Your goal: Extract every line of the records below that contains the word "striped", and list those lines.

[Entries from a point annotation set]
==================================================

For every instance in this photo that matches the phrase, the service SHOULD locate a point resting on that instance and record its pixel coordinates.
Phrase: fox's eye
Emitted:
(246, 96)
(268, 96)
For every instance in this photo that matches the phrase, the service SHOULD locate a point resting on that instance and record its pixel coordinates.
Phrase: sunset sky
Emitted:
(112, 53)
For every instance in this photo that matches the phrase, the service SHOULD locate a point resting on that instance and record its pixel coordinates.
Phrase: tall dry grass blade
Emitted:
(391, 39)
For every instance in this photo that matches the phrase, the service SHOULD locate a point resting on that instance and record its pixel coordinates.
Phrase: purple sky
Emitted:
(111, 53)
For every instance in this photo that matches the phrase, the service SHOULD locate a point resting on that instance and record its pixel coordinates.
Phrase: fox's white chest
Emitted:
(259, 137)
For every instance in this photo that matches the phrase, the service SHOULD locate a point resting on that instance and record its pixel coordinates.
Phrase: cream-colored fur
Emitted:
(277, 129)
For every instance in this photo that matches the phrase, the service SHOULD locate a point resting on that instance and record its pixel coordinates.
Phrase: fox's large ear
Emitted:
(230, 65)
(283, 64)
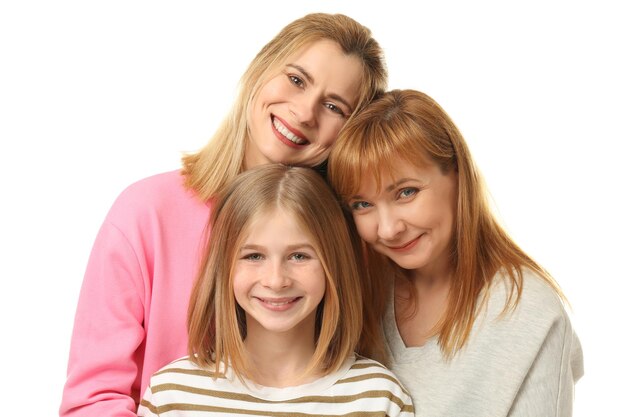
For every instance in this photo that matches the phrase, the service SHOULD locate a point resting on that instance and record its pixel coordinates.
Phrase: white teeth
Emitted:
(277, 303)
(287, 133)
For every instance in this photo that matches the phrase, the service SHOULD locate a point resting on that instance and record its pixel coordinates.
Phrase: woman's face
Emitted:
(412, 218)
(296, 116)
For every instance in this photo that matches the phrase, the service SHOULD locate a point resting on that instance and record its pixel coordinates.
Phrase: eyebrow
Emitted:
(389, 188)
(289, 248)
(311, 80)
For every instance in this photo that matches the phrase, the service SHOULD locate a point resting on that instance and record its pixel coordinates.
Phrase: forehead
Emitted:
(387, 176)
(331, 69)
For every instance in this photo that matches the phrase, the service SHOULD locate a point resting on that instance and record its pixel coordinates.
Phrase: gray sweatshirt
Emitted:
(522, 364)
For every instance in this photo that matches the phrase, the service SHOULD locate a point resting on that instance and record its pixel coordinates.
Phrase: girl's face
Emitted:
(412, 218)
(278, 279)
(296, 116)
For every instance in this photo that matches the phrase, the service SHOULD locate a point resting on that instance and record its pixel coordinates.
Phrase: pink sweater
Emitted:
(131, 315)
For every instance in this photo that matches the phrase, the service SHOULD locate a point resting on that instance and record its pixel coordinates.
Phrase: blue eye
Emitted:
(335, 109)
(297, 81)
(299, 256)
(253, 257)
(360, 205)
(408, 192)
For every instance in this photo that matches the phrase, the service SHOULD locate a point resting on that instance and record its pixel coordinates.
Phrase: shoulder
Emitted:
(177, 371)
(538, 315)
(372, 372)
(537, 296)
(159, 195)
(371, 378)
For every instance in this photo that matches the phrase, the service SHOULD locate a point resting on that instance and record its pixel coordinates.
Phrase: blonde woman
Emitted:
(276, 312)
(473, 325)
(295, 96)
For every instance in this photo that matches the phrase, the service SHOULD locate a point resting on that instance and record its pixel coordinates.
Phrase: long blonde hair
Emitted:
(216, 324)
(214, 166)
(411, 126)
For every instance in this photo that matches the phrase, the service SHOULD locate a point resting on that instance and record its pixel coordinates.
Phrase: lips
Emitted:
(288, 134)
(278, 304)
(405, 246)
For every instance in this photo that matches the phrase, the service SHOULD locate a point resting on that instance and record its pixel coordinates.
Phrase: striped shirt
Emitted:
(361, 387)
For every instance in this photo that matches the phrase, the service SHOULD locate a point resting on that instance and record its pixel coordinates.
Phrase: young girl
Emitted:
(294, 98)
(474, 326)
(276, 312)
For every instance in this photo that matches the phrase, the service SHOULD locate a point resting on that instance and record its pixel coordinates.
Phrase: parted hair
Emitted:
(215, 165)
(216, 324)
(409, 125)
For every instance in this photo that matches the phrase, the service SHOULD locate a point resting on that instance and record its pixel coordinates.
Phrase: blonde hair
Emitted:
(409, 125)
(214, 166)
(216, 324)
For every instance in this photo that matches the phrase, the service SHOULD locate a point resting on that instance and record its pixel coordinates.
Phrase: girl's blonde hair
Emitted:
(216, 324)
(210, 169)
(411, 126)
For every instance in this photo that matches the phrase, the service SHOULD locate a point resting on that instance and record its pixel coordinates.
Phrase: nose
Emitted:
(304, 109)
(390, 225)
(276, 277)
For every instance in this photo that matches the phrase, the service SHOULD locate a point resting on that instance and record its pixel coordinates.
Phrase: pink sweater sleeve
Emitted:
(104, 367)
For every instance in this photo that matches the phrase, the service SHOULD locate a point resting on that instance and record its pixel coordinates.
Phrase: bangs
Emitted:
(373, 149)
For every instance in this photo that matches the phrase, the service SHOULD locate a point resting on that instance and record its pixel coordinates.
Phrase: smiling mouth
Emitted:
(409, 245)
(277, 302)
(286, 133)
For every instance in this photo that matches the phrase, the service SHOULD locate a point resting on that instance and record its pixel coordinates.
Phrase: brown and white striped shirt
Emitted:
(361, 387)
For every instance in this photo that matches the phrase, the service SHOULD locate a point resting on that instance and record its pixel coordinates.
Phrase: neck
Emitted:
(280, 359)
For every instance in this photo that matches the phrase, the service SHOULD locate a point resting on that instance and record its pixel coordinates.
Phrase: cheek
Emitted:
(329, 129)
(366, 227)
(241, 284)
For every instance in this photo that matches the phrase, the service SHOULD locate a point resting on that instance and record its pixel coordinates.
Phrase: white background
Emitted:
(96, 95)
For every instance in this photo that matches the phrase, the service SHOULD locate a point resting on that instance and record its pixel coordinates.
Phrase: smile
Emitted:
(405, 247)
(278, 304)
(287, 133)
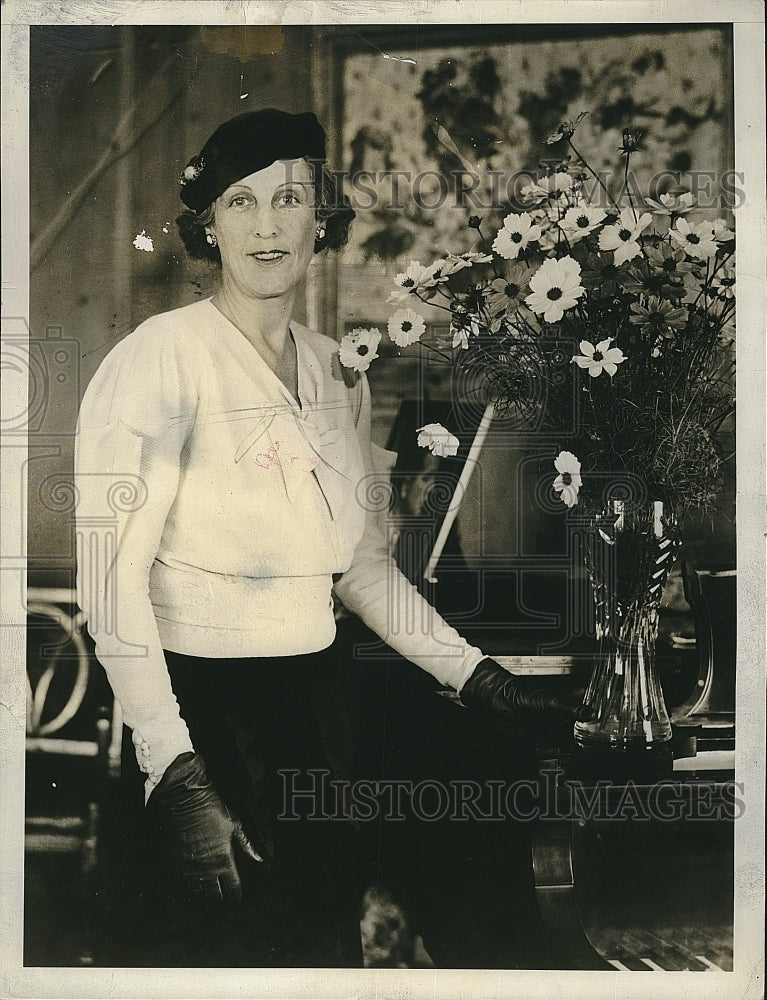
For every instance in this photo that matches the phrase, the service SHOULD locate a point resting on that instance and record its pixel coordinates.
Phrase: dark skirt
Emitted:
(274, 732)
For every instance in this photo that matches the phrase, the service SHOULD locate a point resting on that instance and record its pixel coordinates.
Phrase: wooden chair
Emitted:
(73, 730)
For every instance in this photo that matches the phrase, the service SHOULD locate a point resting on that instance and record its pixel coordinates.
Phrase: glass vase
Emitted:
(629, 550)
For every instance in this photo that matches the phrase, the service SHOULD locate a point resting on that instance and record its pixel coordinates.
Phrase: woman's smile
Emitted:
(269, 256)
(265, 226)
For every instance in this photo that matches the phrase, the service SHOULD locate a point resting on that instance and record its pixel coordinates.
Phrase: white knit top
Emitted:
(214, 512)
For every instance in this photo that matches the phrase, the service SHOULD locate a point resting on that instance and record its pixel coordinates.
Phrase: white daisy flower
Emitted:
(568, 482)
(406, 282)
(515, 234)
(555, 287)
(601, 358)
(357, 349)
(622, 238)
(406, 327)
(144, 242)
(696, 241)
(579, 222)
(438, 440)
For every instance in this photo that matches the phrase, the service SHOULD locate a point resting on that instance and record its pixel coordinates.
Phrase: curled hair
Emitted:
(334, 211)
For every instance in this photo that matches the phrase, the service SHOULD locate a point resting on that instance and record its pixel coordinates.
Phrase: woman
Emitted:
(208, 595)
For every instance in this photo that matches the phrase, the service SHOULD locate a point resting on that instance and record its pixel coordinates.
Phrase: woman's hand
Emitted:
(199, 830)
(494, 690)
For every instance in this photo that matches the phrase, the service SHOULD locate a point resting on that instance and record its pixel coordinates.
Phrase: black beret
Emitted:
(245, 144)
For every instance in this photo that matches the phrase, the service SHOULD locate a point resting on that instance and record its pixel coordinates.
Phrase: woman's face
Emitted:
(265, 225)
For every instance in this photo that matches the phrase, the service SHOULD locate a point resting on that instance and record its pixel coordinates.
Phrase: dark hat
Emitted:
(245, 144)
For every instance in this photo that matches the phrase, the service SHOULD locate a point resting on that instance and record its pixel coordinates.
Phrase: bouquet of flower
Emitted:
(607, 325)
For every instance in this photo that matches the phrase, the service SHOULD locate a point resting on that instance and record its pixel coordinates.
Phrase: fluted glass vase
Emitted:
(629, 551)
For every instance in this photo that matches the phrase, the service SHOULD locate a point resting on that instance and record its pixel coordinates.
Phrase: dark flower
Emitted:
(599, 274)
(658, 317)
(640, 277)
(565, 130)
(631, 137)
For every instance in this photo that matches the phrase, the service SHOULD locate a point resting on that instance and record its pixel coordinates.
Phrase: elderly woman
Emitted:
(210, 595)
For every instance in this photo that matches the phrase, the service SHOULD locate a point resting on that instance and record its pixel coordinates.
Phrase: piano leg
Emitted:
(555, 895)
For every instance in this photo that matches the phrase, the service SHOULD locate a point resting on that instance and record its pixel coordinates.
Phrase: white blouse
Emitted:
(214, 511)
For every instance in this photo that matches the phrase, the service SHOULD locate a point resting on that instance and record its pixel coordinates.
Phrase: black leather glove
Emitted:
(199, 831)
(494, 690)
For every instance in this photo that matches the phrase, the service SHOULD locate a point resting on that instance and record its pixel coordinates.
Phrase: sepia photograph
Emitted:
(383, 591)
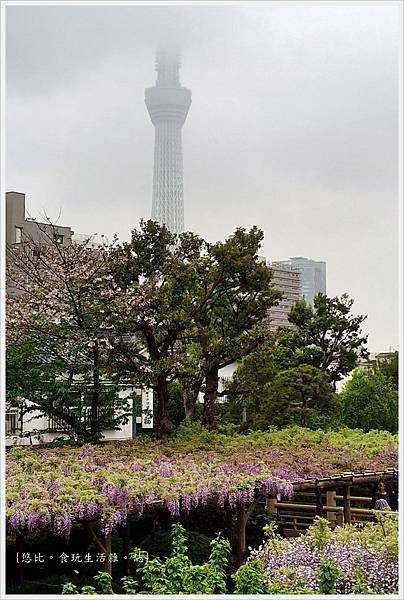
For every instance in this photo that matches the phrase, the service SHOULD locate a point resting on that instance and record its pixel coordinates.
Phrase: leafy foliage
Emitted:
(345, 560)
(250, 578)
(53, 488)
(370, 399)
(103, 585)
(326, 335)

==================================================

Problem solution:
Phrase: striped shirt
Phrase: brown and white striped shirt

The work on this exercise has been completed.